Tujuan Tugas: Ganti "aparat" dengan "petugas" pada penggalan teks tentang warga adat Besipae, mulai dari "Martheda Esterlina Selan (39), warga" sampai "Martheda dengan lirih.", lalu tuliskan kembali penggalan tersebut.

Dokumen:
··········
Martheda Esterlina Selan (39), warga desa Pollo, mengatakan sejak rumah-rumah mereka di bongkar paksa, dia dan warga lainnya harus bermalam di tempat terbuka, termasuk di antaranya balita dan bayi berusia dua bulan. Diakuinya dampak bunyi tembakan menimbulkan ketakutan dan trauma khususnya bagi perempuan dan anak-anak. Di sisi yang lain mereka juga kesulitan air bersih dan bahan makanan yang disita aparat.

“Dalam satu hari ini kami makan satu kali, karena makannya terbatas. Karena makanan kami seperti jagung, beras, padi dibawa oleh Pemprov NTT, Satpol PP, jadi kami tidak tahu barang kami kemana,” ujar Martheda dengan lirih.

“Nah, tembakan ketiga itu mungkin karena terlalu dekat, ada bayi yang menangis trauma dan sampai saat ini bayi ini menangis terus. Karena ada bayi yang dua bulan, tiga bulan dan tujuh bulan,” cerita Martheda.

Warga komunitas adat Besipae, Rabu (19/8) duduk di atas tanah dengan penerangan api unggun sambil memeluk anak mereka yang tertidur. (Foto: Martheda Esterlina Selan)
··········
Rekaman Data:
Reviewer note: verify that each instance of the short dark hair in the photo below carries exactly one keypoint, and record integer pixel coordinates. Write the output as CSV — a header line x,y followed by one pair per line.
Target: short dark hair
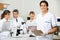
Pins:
x,y
5,12
16,10
31,12
44,2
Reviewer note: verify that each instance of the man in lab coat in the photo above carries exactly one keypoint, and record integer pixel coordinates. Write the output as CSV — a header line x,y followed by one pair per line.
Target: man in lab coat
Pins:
x,y
45,22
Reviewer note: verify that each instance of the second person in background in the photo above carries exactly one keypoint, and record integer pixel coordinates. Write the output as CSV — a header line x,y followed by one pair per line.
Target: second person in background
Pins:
x,y
31,24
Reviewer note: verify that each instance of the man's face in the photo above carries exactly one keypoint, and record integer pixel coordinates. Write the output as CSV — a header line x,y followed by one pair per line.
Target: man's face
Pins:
x,y
43,7
15,14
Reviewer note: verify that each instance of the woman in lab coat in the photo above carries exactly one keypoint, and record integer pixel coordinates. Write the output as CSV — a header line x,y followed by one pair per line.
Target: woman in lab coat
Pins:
x,y
17,21
31,24
5,23
45,22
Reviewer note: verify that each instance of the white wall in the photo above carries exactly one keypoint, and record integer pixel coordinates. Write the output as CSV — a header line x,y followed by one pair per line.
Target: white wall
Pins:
x,y
25,6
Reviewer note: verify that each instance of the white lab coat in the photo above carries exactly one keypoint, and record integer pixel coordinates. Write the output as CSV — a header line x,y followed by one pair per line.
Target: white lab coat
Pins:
x,y
4,34
44,23
30,23
15,24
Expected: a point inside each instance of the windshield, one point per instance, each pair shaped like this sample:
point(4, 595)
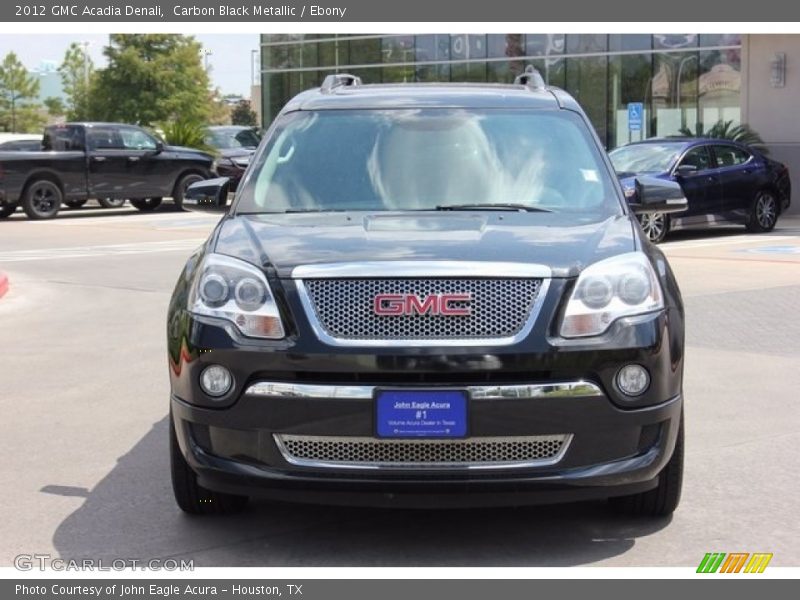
··········
Hasil Tugas:
Martheda Esterlina Selan (39), warga desa Pollo, mengatakan sejak rumah-rumah mereka di bongkar paksa, dia dan warga lainnya harus bermalam di tempat terbuka, termasuk di antaranya balita dan bayi berusia dua bulan. Diakuinya dampak bunyi tembakan menimbulkan ketakutan dan trauma khususnya bagi perempuan dan anak-anak. Di sisi yang lain mereka juga kesulitan air bersih dan bahan makanan yang disita petugas.

“Dalam satu hari ini kami makan satu kali, karena makannya terbatas. Karena makanan kami seperti jagung, beras, padi dibawa oleh Pemprov NTT, Satpol PP, jadi kami tidak tahu barang kami kemana,” ujar Martheda dengan lirih.